■ WORK INSTRUCTIONS ■
Return each line from the entries below that contains the string "fence", copied in full.

■ GIVEN DATA ■
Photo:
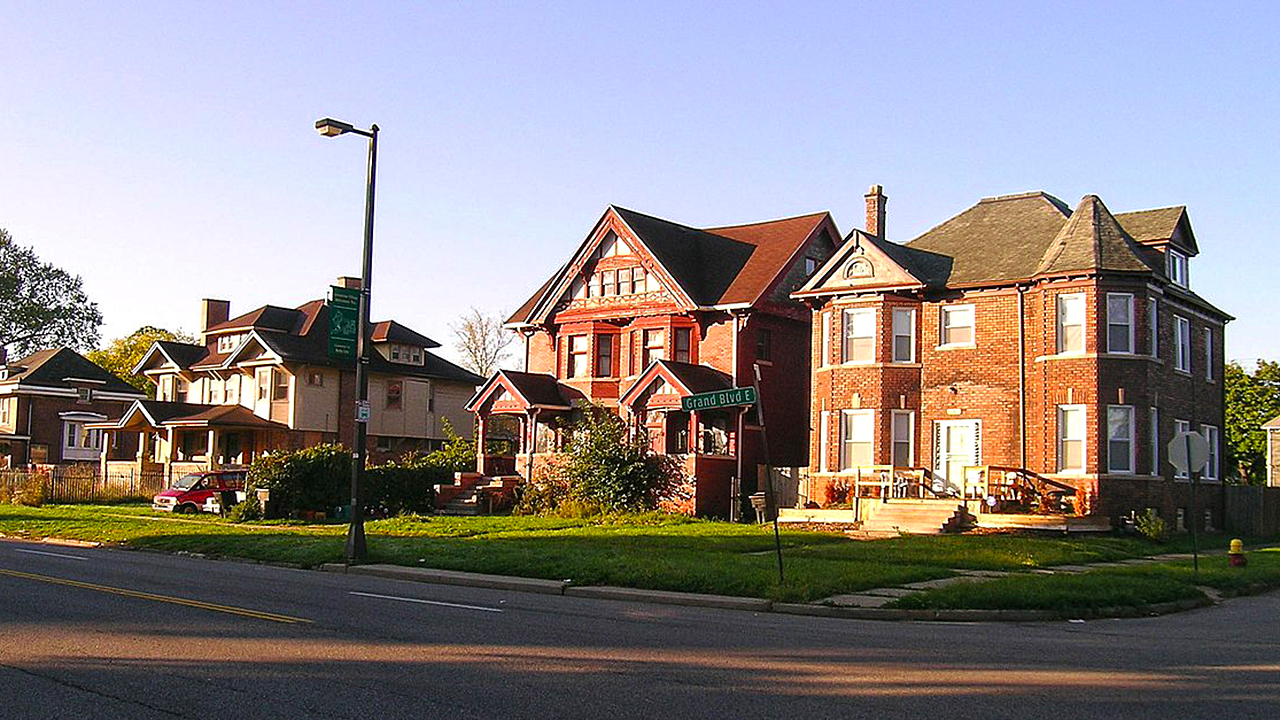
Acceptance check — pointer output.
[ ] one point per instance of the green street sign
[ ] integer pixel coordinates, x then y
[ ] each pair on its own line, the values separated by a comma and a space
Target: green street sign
718, 399
343, 322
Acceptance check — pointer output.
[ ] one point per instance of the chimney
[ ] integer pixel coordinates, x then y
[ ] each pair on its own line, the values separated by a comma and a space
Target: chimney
213, 311
876, 201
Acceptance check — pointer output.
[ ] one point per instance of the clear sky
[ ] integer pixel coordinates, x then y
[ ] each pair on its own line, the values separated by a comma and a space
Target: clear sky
165, 151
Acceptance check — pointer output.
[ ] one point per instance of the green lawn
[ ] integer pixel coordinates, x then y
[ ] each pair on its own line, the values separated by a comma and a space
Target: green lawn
1107, 587
644, 551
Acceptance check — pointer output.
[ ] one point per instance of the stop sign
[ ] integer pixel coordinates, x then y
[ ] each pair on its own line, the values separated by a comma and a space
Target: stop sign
1188, 451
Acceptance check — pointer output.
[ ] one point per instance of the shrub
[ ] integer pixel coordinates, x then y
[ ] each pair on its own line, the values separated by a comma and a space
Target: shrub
1151, 525
602, 469
246, 511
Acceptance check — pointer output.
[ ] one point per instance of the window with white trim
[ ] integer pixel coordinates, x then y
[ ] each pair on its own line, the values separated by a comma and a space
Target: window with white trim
1120, 323
823, 432
903, 451
1176, 268
856, 433
1180, 427
1153, 326
956, 324
577, 360
904, 335
1070, 438
1182, 343
859, 336
826, 340
1211, 466
1070, 323
1208, 354
1155, 441
1120, 438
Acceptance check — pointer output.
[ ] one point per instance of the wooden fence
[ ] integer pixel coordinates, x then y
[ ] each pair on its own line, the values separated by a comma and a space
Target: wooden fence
82, 483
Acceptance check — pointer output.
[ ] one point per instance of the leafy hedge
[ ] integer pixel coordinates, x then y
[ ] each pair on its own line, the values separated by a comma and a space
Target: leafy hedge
319, 479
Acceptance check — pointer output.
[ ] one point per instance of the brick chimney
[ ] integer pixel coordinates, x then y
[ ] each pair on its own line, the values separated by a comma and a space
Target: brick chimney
876, 201
213, 311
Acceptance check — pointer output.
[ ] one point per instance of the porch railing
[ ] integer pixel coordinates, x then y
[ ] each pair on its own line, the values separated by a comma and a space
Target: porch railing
1015, 490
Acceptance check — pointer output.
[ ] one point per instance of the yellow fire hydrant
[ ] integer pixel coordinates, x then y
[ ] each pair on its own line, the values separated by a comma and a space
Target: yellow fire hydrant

■ ANSWER FOR THE TASK ■
[ ] one point per instance of the wooden fence
Target: wooden fence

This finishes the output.